> **WHAT YOU WILL DO**: Extend the biography of Cardinal Pietro Peregrosso below, picking up right after its final sentence.

> **GIVEN TEXT**:
= = =

= Pietro Peregrosso =

Pietro Peregrosso (born in Milan, ca. 1225; died in Anagni, or Rome, 1 August 1295) was a Roman Catholic legal scholar, ecclesiastical bureaucrat, and Cardinal (1288–1295). He had a sister, who was a nun at the convent of S. Agnete de Archagniago at the Porta Vercellina in Milan. He had a nephew, Belviso de Perego, to whom he left a legacy.

He studied at the University of Bologna and at the University of Orleans, ultimately receiving the laurels in utroque iure (both Canon Law and Civil Law).

==Offices==

Pietro Peregrosso was Treasurer of the Church of Laon and of the Church of Cambrai, and he was a Canon of Chambéry and Canon of the Cathedral of Paris. All of these appointments were sources of income, not offices which required one to care for souls of Christians.

He was Vice-Chancellor of the Holy Roman Church under Popes Innocent V, Adrian V, John XXI, Nicholas III, Martin IV, Honorius IV and Nicholas IV (i.e. from 1276 to 1288). This office made him the effective head of the papal Secretariat in the Roman Curia. In the earliest surviving papal bull which he supervised, he signs as Magister Petrus de Mediolano. He was commended by King Edward I of England for being especially attentive to expediting the King's business in the Roman Curia.

In 1279, as Pope Nicholas III was preparing his bull on the regulation of the Constitution of the Ordo Minorum (Franciscans), he appointed an editorial committee to give the document its final form. Members of the committee were: Petrus Peregrosso, the Vice-Chancellor; Comes Giusiano de Casate, the Auditor of the Apostolic Palace; the Curial Advocate Angelo; and Benedetto Caetani, the protonotary. The results of their work was embodied in the Liber Sextus of the Code of Canon Law.

==Cardinalate==

Magister Petrus was created a Cardinal Deacon by Pope Nicholas IV (Hieronymus Maschi) on 16 May 1288, along with five others, and was assigned the Deaconry of San Giorgio in Velabro (velum aureum). A few months later, certainly before February 13, 1289, he was appointed Cardinal Priest and assigned the titular church of S. Marco. In 1288 he was named the Protector of the Order of the Humiliati in Milan, and he may have been the person responsible for their decision to adopt the Roman rite in place of the Ambrosian rite in their liturgical ceremonies.

= = =

> **EXTRACTED MATERIAL**:
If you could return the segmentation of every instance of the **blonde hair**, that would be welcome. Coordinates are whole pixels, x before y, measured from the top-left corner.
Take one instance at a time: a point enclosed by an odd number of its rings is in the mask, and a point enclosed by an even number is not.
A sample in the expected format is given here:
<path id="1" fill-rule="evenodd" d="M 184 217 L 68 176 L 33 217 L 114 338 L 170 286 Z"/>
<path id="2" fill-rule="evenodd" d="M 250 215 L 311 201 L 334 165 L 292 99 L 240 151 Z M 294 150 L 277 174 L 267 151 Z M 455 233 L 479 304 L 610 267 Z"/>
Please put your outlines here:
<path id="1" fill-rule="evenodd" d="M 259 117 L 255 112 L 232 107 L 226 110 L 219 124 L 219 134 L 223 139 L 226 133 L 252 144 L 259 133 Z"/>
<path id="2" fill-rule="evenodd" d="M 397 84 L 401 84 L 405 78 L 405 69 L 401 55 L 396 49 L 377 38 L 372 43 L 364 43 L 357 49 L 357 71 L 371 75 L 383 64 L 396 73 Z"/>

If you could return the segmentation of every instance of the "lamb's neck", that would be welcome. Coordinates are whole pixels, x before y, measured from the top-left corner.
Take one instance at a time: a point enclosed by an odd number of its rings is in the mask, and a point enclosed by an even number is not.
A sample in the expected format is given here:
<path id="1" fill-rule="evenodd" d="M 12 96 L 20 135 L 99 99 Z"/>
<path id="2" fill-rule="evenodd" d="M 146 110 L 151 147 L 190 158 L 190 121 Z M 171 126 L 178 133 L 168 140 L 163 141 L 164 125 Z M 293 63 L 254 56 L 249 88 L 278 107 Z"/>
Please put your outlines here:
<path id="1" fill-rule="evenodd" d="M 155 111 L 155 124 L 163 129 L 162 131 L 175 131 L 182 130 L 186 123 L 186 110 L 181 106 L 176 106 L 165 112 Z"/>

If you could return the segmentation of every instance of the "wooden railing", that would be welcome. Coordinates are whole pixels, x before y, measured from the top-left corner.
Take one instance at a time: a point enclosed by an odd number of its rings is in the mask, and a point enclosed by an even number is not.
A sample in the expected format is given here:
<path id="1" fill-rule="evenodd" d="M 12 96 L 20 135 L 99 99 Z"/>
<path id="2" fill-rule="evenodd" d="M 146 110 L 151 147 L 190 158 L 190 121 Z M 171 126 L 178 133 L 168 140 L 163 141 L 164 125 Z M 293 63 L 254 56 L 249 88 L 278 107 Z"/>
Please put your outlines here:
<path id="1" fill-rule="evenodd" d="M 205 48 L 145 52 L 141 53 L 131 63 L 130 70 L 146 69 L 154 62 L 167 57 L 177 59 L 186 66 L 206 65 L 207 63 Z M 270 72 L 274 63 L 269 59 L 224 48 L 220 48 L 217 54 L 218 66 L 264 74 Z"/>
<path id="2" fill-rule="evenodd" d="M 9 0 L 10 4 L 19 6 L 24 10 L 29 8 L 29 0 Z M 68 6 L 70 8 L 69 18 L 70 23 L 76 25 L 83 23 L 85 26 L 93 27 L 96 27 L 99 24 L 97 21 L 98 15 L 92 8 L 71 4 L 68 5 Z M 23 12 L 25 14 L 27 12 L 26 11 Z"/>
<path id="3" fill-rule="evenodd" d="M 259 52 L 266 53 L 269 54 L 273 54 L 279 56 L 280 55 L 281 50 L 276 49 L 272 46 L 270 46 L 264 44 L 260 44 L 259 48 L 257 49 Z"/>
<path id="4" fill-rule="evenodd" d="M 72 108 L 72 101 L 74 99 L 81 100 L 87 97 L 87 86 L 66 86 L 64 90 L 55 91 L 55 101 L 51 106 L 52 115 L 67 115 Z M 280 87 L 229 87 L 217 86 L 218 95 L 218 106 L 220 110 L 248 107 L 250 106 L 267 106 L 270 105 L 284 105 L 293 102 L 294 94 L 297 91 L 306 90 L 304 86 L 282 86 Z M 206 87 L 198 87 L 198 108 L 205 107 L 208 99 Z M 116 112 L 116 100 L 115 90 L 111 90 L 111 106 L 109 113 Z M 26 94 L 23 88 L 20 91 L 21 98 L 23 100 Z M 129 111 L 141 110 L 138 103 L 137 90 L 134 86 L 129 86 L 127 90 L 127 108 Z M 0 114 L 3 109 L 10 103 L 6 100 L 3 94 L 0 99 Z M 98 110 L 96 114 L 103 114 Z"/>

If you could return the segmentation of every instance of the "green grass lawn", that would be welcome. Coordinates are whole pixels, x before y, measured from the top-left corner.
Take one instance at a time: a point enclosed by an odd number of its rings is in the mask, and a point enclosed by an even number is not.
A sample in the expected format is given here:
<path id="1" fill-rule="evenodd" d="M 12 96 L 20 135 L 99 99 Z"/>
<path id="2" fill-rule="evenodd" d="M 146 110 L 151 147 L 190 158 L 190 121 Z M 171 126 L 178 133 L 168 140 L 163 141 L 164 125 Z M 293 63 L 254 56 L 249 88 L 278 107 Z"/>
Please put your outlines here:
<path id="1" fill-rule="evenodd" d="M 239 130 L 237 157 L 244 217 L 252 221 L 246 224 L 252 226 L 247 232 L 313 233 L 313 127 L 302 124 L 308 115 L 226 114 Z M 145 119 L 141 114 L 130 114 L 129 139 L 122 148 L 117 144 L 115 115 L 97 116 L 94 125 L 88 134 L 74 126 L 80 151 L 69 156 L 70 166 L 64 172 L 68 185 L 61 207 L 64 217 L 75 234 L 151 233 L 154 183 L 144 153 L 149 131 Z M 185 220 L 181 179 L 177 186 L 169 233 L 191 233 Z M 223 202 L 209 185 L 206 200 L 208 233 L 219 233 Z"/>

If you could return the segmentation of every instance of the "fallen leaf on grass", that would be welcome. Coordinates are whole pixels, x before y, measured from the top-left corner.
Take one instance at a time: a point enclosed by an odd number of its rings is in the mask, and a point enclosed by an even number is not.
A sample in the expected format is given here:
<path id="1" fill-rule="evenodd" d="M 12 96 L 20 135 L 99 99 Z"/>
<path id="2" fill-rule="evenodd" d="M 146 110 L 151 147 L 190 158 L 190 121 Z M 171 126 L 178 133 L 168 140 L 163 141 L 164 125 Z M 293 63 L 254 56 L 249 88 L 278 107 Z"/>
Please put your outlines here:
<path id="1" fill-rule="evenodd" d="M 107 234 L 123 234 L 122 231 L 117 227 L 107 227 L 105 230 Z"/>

= = =

> **TASK ANSWER**:
Cardinal Pietro took part in the Conclave which followed the death of Pope Nicholas IV, which led ultimately to the election of Pope Celestine V. He signed the Electoral Decree of 5 July 1294. He was not present five months later on 13 December, however, when Pope Celestine resigned the Papacy.

In the last year(s) of his life, apparently, Cardinal Pietro was Chamberlain of the College of Cardinals. On 25 November 1295, nearly four months after his death, the Cardinal's estate received a distribution from the Chamber of the College of Cardinals of 11 gold florins, 12 solidi, and 2 denarii from the contribution which had been made by the Abbot of S. Giorgio in Venice and was finally paid by his bankers.

==Death==

Cardinal Pietro's last known signature on a papal bull was on 21 June 1295, but he was too ill to attend personally and had his signature appended by proxy. He wrote his Testament at Anagni on 14 and 15 July 1295. He died on 1 August 1295, probably at Anagni, where the Papal Curia was resident from 13 June to 1 October. In accordance with one option among his testamentary wishes, he was buried in the Franciscan church of S. Maria in Aracoeli in Rome. One of the beneficiaries of his Testament was the Franciscan convent at Pozzolo in Milan, of which he was the founder. He also left 200 florins to be distributed to his poor relatives at Pozzolo.

==Bibliography==

- A. Mercati, "I codici di Cristoforo Tolomei priore de Salteano in pegno presso il Cardenale Pietro Peregrosso (1295)," Bulletino Senese di Storia Patria n.s. 5 (1934) pp. 13–27.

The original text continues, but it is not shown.